### THE PROBLEM
Copy out every one of the records below word for word, but leave the pictures out.

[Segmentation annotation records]
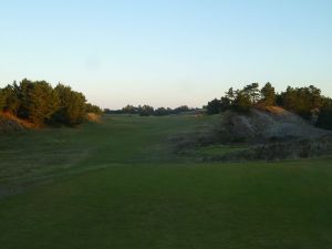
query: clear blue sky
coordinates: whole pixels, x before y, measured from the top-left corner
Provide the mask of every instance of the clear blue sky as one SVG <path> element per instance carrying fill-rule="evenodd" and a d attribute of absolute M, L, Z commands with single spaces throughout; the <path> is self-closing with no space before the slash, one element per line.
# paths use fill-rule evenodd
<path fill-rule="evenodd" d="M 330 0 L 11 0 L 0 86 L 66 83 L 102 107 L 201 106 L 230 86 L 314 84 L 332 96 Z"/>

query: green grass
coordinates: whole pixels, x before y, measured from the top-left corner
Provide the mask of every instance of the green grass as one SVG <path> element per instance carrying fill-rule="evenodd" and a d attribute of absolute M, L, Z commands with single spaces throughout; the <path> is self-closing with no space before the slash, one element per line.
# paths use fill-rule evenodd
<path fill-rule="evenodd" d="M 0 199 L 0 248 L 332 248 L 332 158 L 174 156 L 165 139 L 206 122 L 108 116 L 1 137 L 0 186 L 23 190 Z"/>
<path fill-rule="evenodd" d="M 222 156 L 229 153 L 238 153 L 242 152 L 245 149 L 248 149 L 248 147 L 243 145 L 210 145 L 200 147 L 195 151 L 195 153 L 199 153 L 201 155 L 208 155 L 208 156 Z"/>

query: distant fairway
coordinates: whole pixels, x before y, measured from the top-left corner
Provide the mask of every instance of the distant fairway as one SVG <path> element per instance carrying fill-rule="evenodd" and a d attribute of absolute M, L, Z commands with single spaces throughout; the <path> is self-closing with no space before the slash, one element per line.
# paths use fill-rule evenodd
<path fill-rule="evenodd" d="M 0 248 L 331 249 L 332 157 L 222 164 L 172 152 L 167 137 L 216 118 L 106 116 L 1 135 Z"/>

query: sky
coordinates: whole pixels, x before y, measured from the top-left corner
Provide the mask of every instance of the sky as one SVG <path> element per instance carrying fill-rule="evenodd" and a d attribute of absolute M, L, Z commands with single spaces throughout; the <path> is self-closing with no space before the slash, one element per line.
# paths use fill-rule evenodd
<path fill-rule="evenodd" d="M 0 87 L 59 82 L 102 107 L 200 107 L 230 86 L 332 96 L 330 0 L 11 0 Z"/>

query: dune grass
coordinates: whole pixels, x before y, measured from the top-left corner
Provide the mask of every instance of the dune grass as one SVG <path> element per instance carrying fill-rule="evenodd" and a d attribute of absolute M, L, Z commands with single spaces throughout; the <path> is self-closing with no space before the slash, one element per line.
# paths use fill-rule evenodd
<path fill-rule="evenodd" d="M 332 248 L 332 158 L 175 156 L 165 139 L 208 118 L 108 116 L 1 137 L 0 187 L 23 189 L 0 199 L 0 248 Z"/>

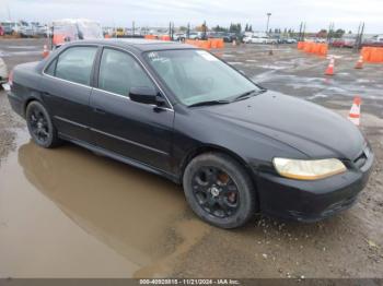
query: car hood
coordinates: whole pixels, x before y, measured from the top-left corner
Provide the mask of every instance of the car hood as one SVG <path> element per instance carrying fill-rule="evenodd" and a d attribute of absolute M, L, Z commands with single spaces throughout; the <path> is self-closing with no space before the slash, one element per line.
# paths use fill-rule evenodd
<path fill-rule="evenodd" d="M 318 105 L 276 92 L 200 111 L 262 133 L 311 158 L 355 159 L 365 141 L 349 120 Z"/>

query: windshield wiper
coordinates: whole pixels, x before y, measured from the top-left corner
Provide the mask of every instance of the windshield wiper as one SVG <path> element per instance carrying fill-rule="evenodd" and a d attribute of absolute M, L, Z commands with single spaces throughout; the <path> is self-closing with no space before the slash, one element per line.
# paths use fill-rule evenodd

### ANSWER TO THIS TASK
query: clear blue sky
coordinates: whole pixels, x before y, measured from the top-left corner
Provide the mask of every instance of the clear blue sky as one SVG <path> element per instance carrying fill-rule="evenodd" and a d attribute of absolute M, L, Z commands with single spaces throughout; the <path> is self-closing with no space before the slash, one element per line.
# paths use fill-rule evenodd
<path fill-rule="evenodd" d="M 330 0 L 11 0 L 0 86 L 66 83 L 102 107 L 201 106 L 230 86 L 314 84 L 332 96 Z"/>

query: green grass
coordinates: whole pixels, x before y, measured from the top-left corner
Provide the mask of every instance of the green grass as one SVG <path> element per instance carrying fill-rule="evenodd" and a d attribute of absolute M, L, Z commands with single spaces throughout; the <path> is self-closing with no space before the slash, one element per line.
# paths use fill-rule evenodd
<path fill-rule="evenodd" d="M 0 199 L 0 248 L 332 248 L 332 158 L 174 156 L 165 139 L 206 122 L 108 116 L 1 137 L 0 186 L 23 190 Z"/>
<path fill-rule="evenodd" d="M 222 156 L 229 153 L 238 153 L 242 152 L 245 149 L 248 149 L 248 147 L 243 145 L 210 145 L 200 147 L 195 151 L 195 153 L 199 153 L 201 155 L 208 155 L 208 156 Z"/>

query: distant fairway
coordinates: whole pixels, x before y, measured from the top-left corner
Provide the mask of every instance of the distant fairway as one SVG <path> element per instance carrying fill-rule="evenodd" and a d attribute of absolute M, L, Z commands with single spaces throughout; the <path> is self-closing with no space before the slash, one element per line.
# paths use fill-rule evenodd
<path fill-rule="evenodd" d="M 0 248 L 331 249 L 332 157 L 222 164 L 172 152 L 167 137 L 216 118 L 106 116 L 1 135 Z"/>

query: sky
coordinates: whole pixels, x before y, measured from the top-left corner
Provide the mask of every instance of the sky as one SVG <path> element per instance carrying fill-rule="evenodd" and a d attribute of absolute M, L, Z commands with single spaces throughout; the <path> is self-closing with no space before the slash, one element per line.
# paths use fill-rule evenodd
<path fill-rule="evenodd" d="M 0 87 L 59 82 L 102 107 L 200 107 L 230 86 L 332 96 L 330 0 L 11 0 Z"/>

query: dune grass
coordinates: whole pixels, x before y, measured from the top-left corner
Provide the mask of every instance of the dune grass as one SVG <path> element per instance carrying fill-rule="evenodd" and a d attribute of absolute M, L, Z commands with single spaces throughout; the <path> is self-closing with no space before the slash, one element per line.
# paths use fill-rule evenodd
<path fill-rule="evenodd" d="M 332 248 L 332 158 L 175 156 L 165 139 L 208 118 L 108 116 L 1 137 L 0 187 L 23 189 L 0 199 L 0 248 Z"/>

query: car hood
coordinates: whole pixels, x before y, measured from the top-left corner
Provide the mask of every instance of the car hood as one SVG <path> element per instance carrying fill-rule="evenodd" and a d attribute of absolute M, L, Z commands with single spaces throughout; the <path> is self-closing with no space before the slash, one element per line.
# paths use fill-rule evenodd
<path fill-rule="evenodd" d="M 318 105 L 276 92 L 200 111 L 262 133 L 311 158 L 355 159 L 365 141 L 349 120 Z"/>

query: windshield wiper
coordinates: whole pixels, x before y, measured from the top-left corner
Provide the mask of every instance of the windshield wiper as one SVG <path> element per instance carrying fill-rule="evenodd" and a d attribute of absolute M, L, Z commands with single spaces throughout; the <path> is self-closing with no space before the slash, one element per line.
# paths use fill-rule evenodd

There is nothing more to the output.